• _GIVEN INSTRUCTION_: From the listing below, extract each line containing the word "green".

[begin SUPPLIED MATERIAL]

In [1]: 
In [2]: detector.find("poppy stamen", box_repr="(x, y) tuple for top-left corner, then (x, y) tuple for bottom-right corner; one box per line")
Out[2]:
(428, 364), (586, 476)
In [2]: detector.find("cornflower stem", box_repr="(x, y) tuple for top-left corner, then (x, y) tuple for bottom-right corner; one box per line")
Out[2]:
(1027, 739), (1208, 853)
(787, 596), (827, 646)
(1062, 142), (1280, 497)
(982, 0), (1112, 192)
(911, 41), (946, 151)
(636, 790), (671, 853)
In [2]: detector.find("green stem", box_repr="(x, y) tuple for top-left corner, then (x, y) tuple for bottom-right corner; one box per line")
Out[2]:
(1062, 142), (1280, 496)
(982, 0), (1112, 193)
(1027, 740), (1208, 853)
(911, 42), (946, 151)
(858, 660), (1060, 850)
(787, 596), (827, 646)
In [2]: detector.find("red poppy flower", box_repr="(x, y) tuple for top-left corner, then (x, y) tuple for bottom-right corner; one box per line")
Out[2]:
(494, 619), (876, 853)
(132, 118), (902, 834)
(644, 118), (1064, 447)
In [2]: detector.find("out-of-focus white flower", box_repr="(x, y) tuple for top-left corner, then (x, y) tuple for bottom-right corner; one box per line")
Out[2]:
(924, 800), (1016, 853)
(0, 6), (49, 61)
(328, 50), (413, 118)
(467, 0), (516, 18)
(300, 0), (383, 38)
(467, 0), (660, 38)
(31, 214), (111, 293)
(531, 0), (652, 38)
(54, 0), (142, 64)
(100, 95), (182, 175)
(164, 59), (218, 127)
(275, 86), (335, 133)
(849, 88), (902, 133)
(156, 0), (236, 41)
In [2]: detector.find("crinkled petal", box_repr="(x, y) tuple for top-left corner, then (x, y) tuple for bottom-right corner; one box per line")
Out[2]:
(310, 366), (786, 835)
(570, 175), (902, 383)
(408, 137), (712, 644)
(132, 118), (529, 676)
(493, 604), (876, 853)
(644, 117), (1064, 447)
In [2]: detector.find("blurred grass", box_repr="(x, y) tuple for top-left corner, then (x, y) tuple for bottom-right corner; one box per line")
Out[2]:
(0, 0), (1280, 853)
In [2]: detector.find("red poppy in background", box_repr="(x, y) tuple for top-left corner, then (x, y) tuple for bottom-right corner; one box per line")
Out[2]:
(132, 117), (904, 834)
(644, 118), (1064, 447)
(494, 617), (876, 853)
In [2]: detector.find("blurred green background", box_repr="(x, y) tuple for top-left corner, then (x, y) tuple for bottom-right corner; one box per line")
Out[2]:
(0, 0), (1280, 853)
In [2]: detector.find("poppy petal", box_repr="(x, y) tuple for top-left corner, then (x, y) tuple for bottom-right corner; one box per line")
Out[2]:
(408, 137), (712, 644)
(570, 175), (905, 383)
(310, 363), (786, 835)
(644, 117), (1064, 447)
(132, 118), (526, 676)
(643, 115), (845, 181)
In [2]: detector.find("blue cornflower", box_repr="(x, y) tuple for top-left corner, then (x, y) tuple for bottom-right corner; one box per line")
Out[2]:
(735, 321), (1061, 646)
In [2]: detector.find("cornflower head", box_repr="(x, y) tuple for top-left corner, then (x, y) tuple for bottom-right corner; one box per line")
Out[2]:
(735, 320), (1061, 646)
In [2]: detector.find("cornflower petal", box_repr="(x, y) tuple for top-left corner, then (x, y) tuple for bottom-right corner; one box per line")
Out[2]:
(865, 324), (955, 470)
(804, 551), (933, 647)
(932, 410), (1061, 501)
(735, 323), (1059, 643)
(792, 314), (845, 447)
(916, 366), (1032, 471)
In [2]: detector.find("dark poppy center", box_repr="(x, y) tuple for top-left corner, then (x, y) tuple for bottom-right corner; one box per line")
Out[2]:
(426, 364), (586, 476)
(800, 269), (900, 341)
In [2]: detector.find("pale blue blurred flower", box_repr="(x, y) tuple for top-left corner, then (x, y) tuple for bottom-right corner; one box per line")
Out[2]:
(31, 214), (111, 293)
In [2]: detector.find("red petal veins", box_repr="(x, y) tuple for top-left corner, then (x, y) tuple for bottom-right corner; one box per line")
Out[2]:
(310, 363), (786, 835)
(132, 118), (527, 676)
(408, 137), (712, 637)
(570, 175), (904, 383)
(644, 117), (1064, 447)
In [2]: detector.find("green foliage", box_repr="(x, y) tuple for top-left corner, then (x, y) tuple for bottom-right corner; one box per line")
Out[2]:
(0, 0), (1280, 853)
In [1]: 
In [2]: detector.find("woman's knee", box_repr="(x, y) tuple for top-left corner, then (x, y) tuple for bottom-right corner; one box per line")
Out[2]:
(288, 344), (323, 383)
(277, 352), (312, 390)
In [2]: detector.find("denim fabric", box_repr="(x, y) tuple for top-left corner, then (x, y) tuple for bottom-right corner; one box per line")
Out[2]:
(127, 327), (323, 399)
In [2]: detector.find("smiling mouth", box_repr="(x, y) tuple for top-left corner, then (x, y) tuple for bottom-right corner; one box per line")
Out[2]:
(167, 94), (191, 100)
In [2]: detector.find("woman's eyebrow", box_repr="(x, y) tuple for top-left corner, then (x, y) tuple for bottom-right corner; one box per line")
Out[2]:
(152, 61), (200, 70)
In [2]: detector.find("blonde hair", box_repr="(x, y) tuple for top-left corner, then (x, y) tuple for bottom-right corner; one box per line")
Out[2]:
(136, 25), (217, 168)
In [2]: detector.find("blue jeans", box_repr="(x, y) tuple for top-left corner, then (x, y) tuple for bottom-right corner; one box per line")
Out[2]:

[end SUPPLIED MATERIAL]

• _WRITTEN RESPONSE_:
In [2]: detector.find("green stem", box_repr="(x, y) tuple for top-left corner, then (x, y) tuple for bottom-right corner; one box per line")
In [2]: detector.find("blurred green background", box_repr="(x, y) tuple for top-left corner, then (x, y) tuple for bottom-right corner; one box per line")
In [2]: detector.find("green foliage", box_repr="(x, y) tuple for top-left corner, then (x, y) tuple for bottom-right corner; one box per line")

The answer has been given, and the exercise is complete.